## Work task:
Omit the images and reproduce the rest of the entries exactly.

## Records for processing:
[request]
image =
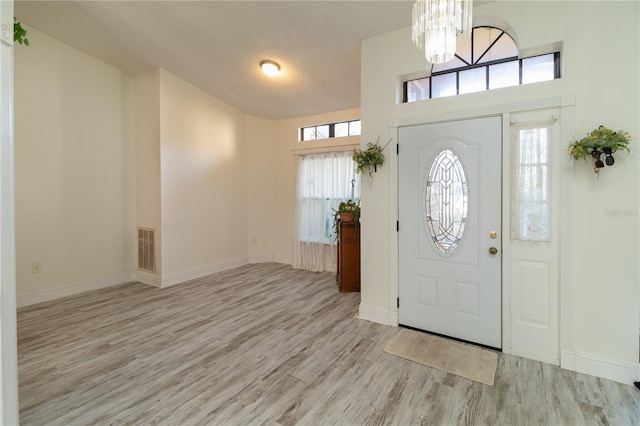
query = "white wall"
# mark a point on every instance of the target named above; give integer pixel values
(260, 189)
(286, 146)
(147, 117)
(600, 67)
(203, 182)
(74, 165)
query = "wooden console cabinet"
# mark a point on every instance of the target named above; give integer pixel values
(348, 275)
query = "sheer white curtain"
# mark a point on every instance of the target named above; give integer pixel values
(530, 190)
(324, 180)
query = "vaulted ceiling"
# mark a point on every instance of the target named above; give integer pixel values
(217, 45)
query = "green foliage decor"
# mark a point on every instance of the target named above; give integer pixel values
(598, 142)
(369, 159)
(19, 33)
(348, 206)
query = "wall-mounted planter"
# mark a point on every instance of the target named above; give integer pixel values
(601, 141)
(367, 161)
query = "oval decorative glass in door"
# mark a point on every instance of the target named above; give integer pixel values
(446, 201)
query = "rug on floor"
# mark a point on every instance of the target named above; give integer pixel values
(465, 360)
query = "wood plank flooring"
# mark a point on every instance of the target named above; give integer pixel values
(266, 344)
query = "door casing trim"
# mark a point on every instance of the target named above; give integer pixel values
(566, 105)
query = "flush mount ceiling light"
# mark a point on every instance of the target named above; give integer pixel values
(436, 25)
(270, 67)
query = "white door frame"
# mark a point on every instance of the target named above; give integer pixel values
(566, 105)
(8, 332)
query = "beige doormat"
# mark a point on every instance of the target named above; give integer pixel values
(448, 355)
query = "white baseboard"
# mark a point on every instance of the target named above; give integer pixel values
(148, 278)
(532, 355)
(74, 288)
(375, 314)
(265, 258)
(279, 258)
(180, 277)
(595, 365)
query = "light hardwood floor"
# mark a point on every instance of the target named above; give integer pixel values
(265, 344)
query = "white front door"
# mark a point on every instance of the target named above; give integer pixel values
(449, 229)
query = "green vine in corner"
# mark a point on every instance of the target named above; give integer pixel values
(19, 33)
(369, 159)
(600, 141)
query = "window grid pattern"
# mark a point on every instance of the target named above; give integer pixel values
(530, 184)
(330, 130)
(446, 201)
(481, 69)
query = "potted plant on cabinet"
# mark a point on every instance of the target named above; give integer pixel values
(347, 212)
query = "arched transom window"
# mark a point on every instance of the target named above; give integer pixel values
(486, 60)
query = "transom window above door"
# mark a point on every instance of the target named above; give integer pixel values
(486, 60)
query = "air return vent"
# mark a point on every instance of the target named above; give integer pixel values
(147, 249)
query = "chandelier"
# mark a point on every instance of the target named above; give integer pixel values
(436, 25)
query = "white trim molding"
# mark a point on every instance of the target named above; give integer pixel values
(74, 288)
(9, 410)
(180, 277)
(375, 314)
(595, 365)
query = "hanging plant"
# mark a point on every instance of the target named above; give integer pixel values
(19, 33)
(369, 159)
(601, 141)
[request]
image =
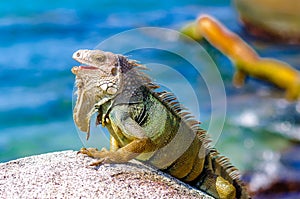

## Answer for the task:
[request]
image =
query = "white wall"
# mark a point on every instance of the target named above; give integer pixel values
(260, 189)
(286, 146)
(147, 117)
(600, 67)
(203, 182)
(74, 165)
query = "wooden console cabinet"
# mark a point on every instance of the target named above; give integer pixel values
(348, 275)
query = "sheer white curtain"
# mark a point on every instance of the target named above; give integer pixel values
(530, 190)
(324, 180)
query = "vaulted ceiling"
# mark a point on every instance of the target named above; give integer pixel values
(217, 45)
query = "green foliage decor"
# mark a point on every instance of the target named above; give integer pixel values
(598, 142)
(369, 159)
(19, 33)
(348, 206)
query = "wall-mounted planter"
# mark a point on every instance of the target named above; give integer pixel values
(601, 141)
(367, 161)
query = "oval decorative glass in door"
# mark a point on every instance of the target named above; give integer pixel values
(446, 201)
query = "rug on floor"
# mark a point on every instance of the target named above; give integer pixel values
(465, 360)
query = "wood plank flooring"
# mark a point on every instance of the target named above; give integer pixel values
(266, 344)
query = "door casing trim"
# mark a point on every instance of the target named above; give integer pixel values
(566, 105)
query = "flush mount ceiling light"
# mark a point on every instance of the target named above; give integer pixel values
(436, 25)
(270, 67)
query = "white door frame"
# mark a point on every instance of the target named above; give integer pixel values
(566, 105)
(8, 332)
query = "beige doormat"
# mark a point on every instance of the target named above; give integer pixel values
(448, 355)
query = "white baseboard"
# mark a point on every instance of the target named above; give integer pixel values
(148, 278)
(532, 355)
(74, 288)
(375, 314)
(265, 258)
(279, 258)
(180, 277)
(595, 365)
query = "light hardwood floor"
# mark a point on every instance of the target named above; give integer pixel values
(265, 344)
query = "white front door"
# mark a point on every instance of the target named above; give integer pixel values
(449, 229)
query = "green vine in corner"
# mark a point on every instance of the target named above; give integer pixel values
(19, 33)
(369, 159)
(600, 141)
query = "window grid pattern"
# mark a point on every instance of the target named above; give integer pixel values
(530, 184)
(330, 130)
(446, 201)
(481, 69)
query = "potted plant on cabinet"
# mark a point on every instance of the target named above; give integer pixel values
(347, 212)
query = "arched transom window"
# mark a point on every instance of the target named above; give integer pixel values
(486, 60)
query = "transom window above door"
# mark a point on every instance of the target named above; give integer pixel values
(486, 60)
query = "air return vent"
# mark a point on every instance of the target named above; give integer pixel values
(147, 249)
query = "chandelier"
# mark a point on every instance of the target named above; give integer pixel values
(436, 25)
query = "white trim molding"
# mark a point on every instance of the target named above; give integer pixel values
(74, 288)
(9, 410)
(180, 277)
(375, 314)
(595, 365)
query = "hanging plant"
# mark a point on every instance of the target named above; give integer pixel values
(19, 33)
(369, 159)
(601, 141)
[request]
image =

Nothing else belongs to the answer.